These findings are very important, especially in the American context where as much as 65% of all post-secondary instruction is now being taught by non-tenure-track/adjunct faculty. These faculty people are often hired, rehired, or let go based ONLY on student evaluation results–with there never having been a single classroom observation conducted by any of the other members of the department, or any other means of evaluating teaching effectiveness used in the decision. What this means at this point is that student evaluations are what controls who is actually conducting the lion’s share of higher education throughout the United States.
This is true in the Australian context. Good teachers often have had to “explain” or defend themselves in relation to offensive and even racist comments made on student evaluations. This has happened to an Aboriginal colleague of mine who was described as ” lazy”. She happens to be one of the most hard-working academics I know. I perish at the thought of my teen at home evaluating me in a pique.
Student evaluations are worse than unreliable : they are significantly biased against good teachers (those who help their students progress):
https://hbr.org/2014/09/better-teachers-receive-worse-student-evaluations/
It is only natural: most students (like anybody) prefer not to work too much. And a good teacher demands some kind of sustained effort to help her students achieve their potential.
A good teacher isn’t one who makes a student work hard…. A Good teacher makes the student want to work hard
Simply wanting to work hard is not enough – you also have to feel that you *need* to work hard, otherwise despite good intentions the hard working will not materialise.
The data from the online class randomized experiment is a bit strange – it uses the “perceived” gender of the instructor. I realize some online classes are completely asynchronous, but that is far from the only model (and far from the best in my view). I might go so far as to say that such courses are designed to appeal to a particular type of student – one that is interested in superficial learning. If so, then it is not surprising that the name of the instructor – and implied gender – has a significant impact on the ratings. I am not at all sure this result can be generalized, however.
Very interesting result. When I taught overseas, some nonwhite instructors felt that SET were also biased toward Caucasians, which is a reasonable hypothesis arising from some theories of racism. Not that we need more evidence that SET are a poor measure of teacher effectiveness, but the same test could be run with “perceived race/ethnicity”, and test that prediction. I would be interested to learn the results.
same results
So what’s new. The average male doesn”t change and hasn’t changed in any field, despite 200 years of feminism.
I think women psychologists and women social psychologists should apply themselves to the problem, look into male psychology. Has enough research been done on male psychology? Esp. by women-researchers? I think not.
Did you notice how female students in certain countries were actually more likely than male studies to score female instructors lower? Don’t be so quick to put blame entirely on men once again.
Too few instructors to make this an accurate finding. There are too many type II errors that could be possible
I see, so students can’t tell when they have a bad teacher. Parents can’t tell when they have a bad teacher either. Administrators who aren’t in class can’t tell when they have a bad teacher either. This there is no way to determine who is a bad teacher and bad teachers need to never be fired for poor teaching, right?
Why not instead reach the conclusion that for lack of reliable data no teacher should get lifetime tenure since they can’t demonstrate that they are any good? Just asking.
I think you missed the point of this – or the multiple studies cited, which showed that student evaluations of teachers do NOT correlate to student achievement, which would be a strong indicator of teacher effectiveness, when adjusted for student ability and achievement when entering the course versus when exiting the course.

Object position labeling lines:
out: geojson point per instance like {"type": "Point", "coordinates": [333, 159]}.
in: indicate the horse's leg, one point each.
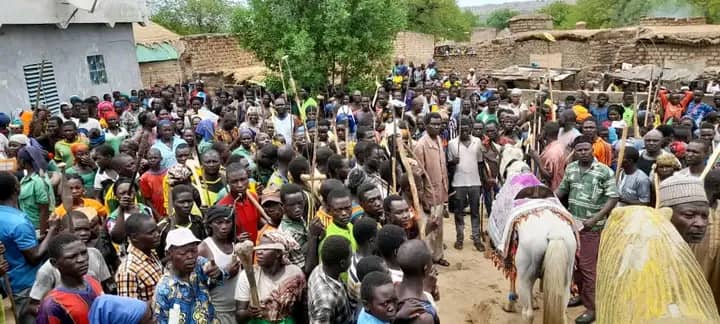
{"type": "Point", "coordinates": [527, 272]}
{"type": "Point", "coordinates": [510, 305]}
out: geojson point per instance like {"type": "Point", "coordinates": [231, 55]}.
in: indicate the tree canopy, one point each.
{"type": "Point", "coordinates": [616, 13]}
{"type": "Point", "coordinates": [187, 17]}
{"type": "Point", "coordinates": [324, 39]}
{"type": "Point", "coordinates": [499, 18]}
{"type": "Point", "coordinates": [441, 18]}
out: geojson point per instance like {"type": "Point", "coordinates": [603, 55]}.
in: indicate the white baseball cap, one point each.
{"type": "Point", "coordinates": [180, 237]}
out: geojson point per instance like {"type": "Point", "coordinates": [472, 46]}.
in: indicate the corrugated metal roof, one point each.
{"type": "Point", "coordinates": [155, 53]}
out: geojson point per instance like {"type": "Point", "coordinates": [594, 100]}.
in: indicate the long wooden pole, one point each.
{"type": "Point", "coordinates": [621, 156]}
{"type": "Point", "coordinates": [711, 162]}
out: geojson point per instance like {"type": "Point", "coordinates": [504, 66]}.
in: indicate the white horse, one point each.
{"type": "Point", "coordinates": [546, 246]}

PROBLEMS:
- 1) According to the thread on student evaluations, what share of post-secondary instruction in the United States is now taught by non-tenure-track or adjunct faculty?
- 2) Reproduce the passage of the thread on student evaluations that begins at the words "I think women" and ends after the words "men once again.".
These lines come from a source separate from the thread on student evaluations.

RESULTS FOR EACH TASK:
- 1) As much as 65%.

- 2)
I think women psychologists and women social psychologists should apply themselves to the problem, look into male psychology. Has enough research been done on male psychology? Esp. by women-researchers? I think not.
Did you notice how female students in certain countries were actually more likely than male studies to score female instructors lower? Don’t be so quick to put blame entirely on men once again.